• Listelenen satırlar:
○ ○ ○
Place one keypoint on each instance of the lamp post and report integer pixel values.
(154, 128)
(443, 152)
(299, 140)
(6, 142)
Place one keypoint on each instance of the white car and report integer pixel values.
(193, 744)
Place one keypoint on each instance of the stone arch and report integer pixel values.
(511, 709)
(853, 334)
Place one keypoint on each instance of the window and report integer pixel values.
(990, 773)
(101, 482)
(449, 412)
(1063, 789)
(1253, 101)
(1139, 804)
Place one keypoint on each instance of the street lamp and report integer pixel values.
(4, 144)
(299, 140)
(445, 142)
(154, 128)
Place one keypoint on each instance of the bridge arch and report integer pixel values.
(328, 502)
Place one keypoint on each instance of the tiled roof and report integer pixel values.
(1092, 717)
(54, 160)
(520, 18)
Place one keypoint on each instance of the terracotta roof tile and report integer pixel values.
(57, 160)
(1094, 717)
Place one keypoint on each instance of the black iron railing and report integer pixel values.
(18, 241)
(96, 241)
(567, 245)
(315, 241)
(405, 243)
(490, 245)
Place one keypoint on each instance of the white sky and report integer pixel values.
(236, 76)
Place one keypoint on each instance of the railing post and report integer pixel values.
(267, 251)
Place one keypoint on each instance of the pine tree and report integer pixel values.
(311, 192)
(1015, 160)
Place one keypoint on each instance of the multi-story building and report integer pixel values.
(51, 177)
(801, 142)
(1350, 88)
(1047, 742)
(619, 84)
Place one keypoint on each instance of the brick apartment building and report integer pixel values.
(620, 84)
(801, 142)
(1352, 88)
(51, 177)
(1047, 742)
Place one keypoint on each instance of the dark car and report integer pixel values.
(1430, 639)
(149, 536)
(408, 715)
○ ○ ○
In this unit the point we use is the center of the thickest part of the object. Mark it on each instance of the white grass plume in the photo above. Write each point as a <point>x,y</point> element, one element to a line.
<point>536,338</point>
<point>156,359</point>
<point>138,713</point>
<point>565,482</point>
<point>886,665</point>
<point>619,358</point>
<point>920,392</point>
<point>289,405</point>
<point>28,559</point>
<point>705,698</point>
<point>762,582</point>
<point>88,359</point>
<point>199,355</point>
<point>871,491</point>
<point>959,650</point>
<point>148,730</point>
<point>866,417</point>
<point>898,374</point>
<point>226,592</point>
○ ○ ○
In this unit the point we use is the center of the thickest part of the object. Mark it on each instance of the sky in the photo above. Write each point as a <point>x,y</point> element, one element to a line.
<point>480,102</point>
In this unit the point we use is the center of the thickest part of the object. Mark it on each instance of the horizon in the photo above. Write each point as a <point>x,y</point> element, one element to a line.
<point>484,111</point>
○ ○ ○
• Görevin istediği: Listede "of the horizon" geçen satırla açılıp "<point>484,111</point>" geçen satırla kapanan bölümü, iki uç dahil ve yalnızca bu bölümü, "Sıra" ve "Satır" sütunlu bir Markdown tablosuna döker misin? Boş satırları atla ve "Sıra" sütununa satır numarasını yaz.

• Tam çıktı:
| Sıra | Satır |
|---|---|
| 1 | In this unit the point we use is the center of the thickest part of the object. Mark it on each instance of the horizon in the photo above. Write each point as a <point>x,y</point> element, one element to a line. |
| 2 | <point>484,111</point> |